*** Selected excerpt ***
2) Tasks Stuck In RUNNING

Symptoms:

  • many RUNNING rows with stale started_at/last_heartbeat_at.

Checks:

  1. Confirm owning workers (claimed_by_worker) still have active leases.
  2. Confirm STUCK_TASK_TIMEOUT_SECONDS and timeout_seconds are appropriate.

Recovery:

  1. Let normal recovery run first (detect_stuck_tasks handles orphaned ownership and Ray Job reconciliation can adopt persisted jobs from inactive workers).
  2. If needed, requeue only clearly orphaned/failed tasks using admin retry actions.

Notes:

  • A fresh last_heartbeat_at can mean either the owning worker is healthy or another worker is still actively monitoring/reconciling the task.
  • UNKNOWN Ray Job states are intentionally allowed to age into stuck-task recovery once monitor heartbeats stop advancing.

Optional targeted SQL (use carefully):

-- Example: inspect orphan candidates first (do not update blindly)
SELECT id, task_id, callable_path, claimed_by_worker, started_at
FROM django_ray_raytaskexecution
WHERE state = 'RUNNING'
ORDER BY started_at ASC;

3) Retry Storm / Repeated Failures

Symptoms:

  • fast growth in FAILED + LOST.
*** End of Selected excerpt ***
Write the next part of the task troubleshooting guide, picking up right after its last line. You won't need any of the items after this text.
*** Entries shown ***
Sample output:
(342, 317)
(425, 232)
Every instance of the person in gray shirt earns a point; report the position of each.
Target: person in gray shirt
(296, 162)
*** End of Entries shown ***
*Response area*:
  • same callable repeatedly retried.

Checks:

  1. Identify dominant failing callable_path.
  2. Inspect latest error_message and error_traceback.
  3. Confirm denylist policy (RETRY_EXCEPTION_DENYLIST) for non-retryable failures.

Recovery:

  1. Stop or scale down workers if failures are harmful/high-volume.
  2. Fix configuration or task code root cause.
  3. Requeue failed tasks in controlled batches after fix.

4) Ray Connection Loss

Symptoms:

  • worker logs contain reconnect warnings/errors.
  • tasks fail with Ray connection errors.

Checks:

  1. Verify RAY_ADDRESS and network reachability.
  2. Verify Ray head/dashboard/cluster health.
  3. Verify worker mode (--local, --cluster, default runner mode).

Recovery:

  1. Restore Ray cluster/network.
  2. Restart workers after Ray is healthy.
  3. Verify pending tasks move back to QUEUED/RUNNING.

5) Cancellation Stuck In CANCELLING

Symptoms:

  • rows remain CANCELLING for too long.

Checks:

  1. Confirm owning worker is still running.
  2. Confirm cancellation processing runs in worker loop.

Recovery:

  1. Restart worker if cancellation loop is stalled.
  2. After restart, verify CANCELLING -> CANCELLED transitions complete.

6) Oversized Results

Symptoms:

  • successful tasks with result_data = NULL and populated result_reference.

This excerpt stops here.